So I think that needs to be our attitude as well. We're not called first and foremost to be the morality police, although it's very important for us to take morality seriously. We're called to make disciples of all nations. My experience in terms of trying to pursue making disciples, is that relationship leads to conviction. It doesn't tend to be the other way around. God has held off that definitive judgment in order to establish relationship. If we are to follow him in making disciples of all nations, we need to do the same and make sure that our primary goal is to actually establish the relationship and bring someone into the community of Christians and then let conviction flow out of that.

Michael Davis: So guys, that is all the time we have today. Vince, sum it up for us.

Vince Vitale: Well, I think it's been a really encouraging episode. I mean, we've talked about the way that Jesus provides us with freedom from our shame. What an incredible aspect of the Gospel that is. Then we've talked about the way that Jesus transforms judgment, makes it the case that we don't have to set ourselves up as judge. He is judge, and yet he transforms judgment on the cross. That's how much God doesn't want to judge people. I find that so amazing. He doesn't want to judge people to such an extent that He would rather come and be judged Himself and give His life.

________

### WRITTEN REQUEST 1:
In the transcript on discipleship and judgment, what does the speaker say relationship leads to?
### WRITTEN REQUEST 2:
Translate this sentence from the transcript on discipleship and judgment into Spanish: "We're called to make disciples of all nations."
### WRITTEN REQUEST 3:
Carry the transcript on discipleship and judgment forward, picking up right after its final sentence.

### AVAILABLE DATA:
________

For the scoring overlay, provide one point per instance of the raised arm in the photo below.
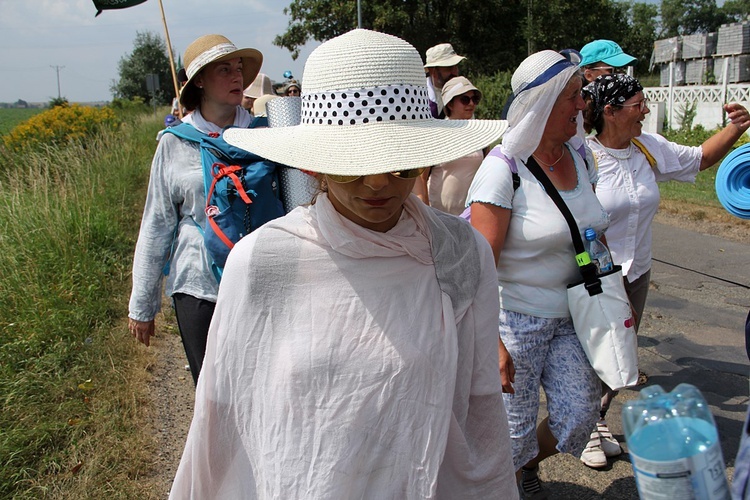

________

### WRITTEN RESPONSE 1:
Conviction.

### WRITTEN RESPONSE 2:
Estamos llamados a hacer discípulos de todas las naciones.

### WRITTEN RESPONSE 3:
Now, that doesn't mean that you'll never point out things and try to encourage a friend and spur them on to live the life that God has called them to, but it does mean that we need to have our heart in the right place, as God's heart is in the right place. God is pictured as weeping when He has to judge us both in the Old Testament and in the New Testament. So maybe just a final thought on this final question. When we are in a position where we are making a judgment and trying to encourage a friend in the life that they are living and that requires maybe a strong word from us or a strong challenge, do we do it through tears? I think if we can answer that question affirmatively, that will show us that the reason that we're taking that step in a person's life is because we want to take seriously Jesus' call for us to make disciples of all nations and because we love them and we want that to lead to their repentance and ultimately because we want to be further united in the community of God's people.

So freedom from shame and then the transformation of judgment. because Jesus took that judgment and because he holds off that judgment now so that he can enter into relationship with each one of us.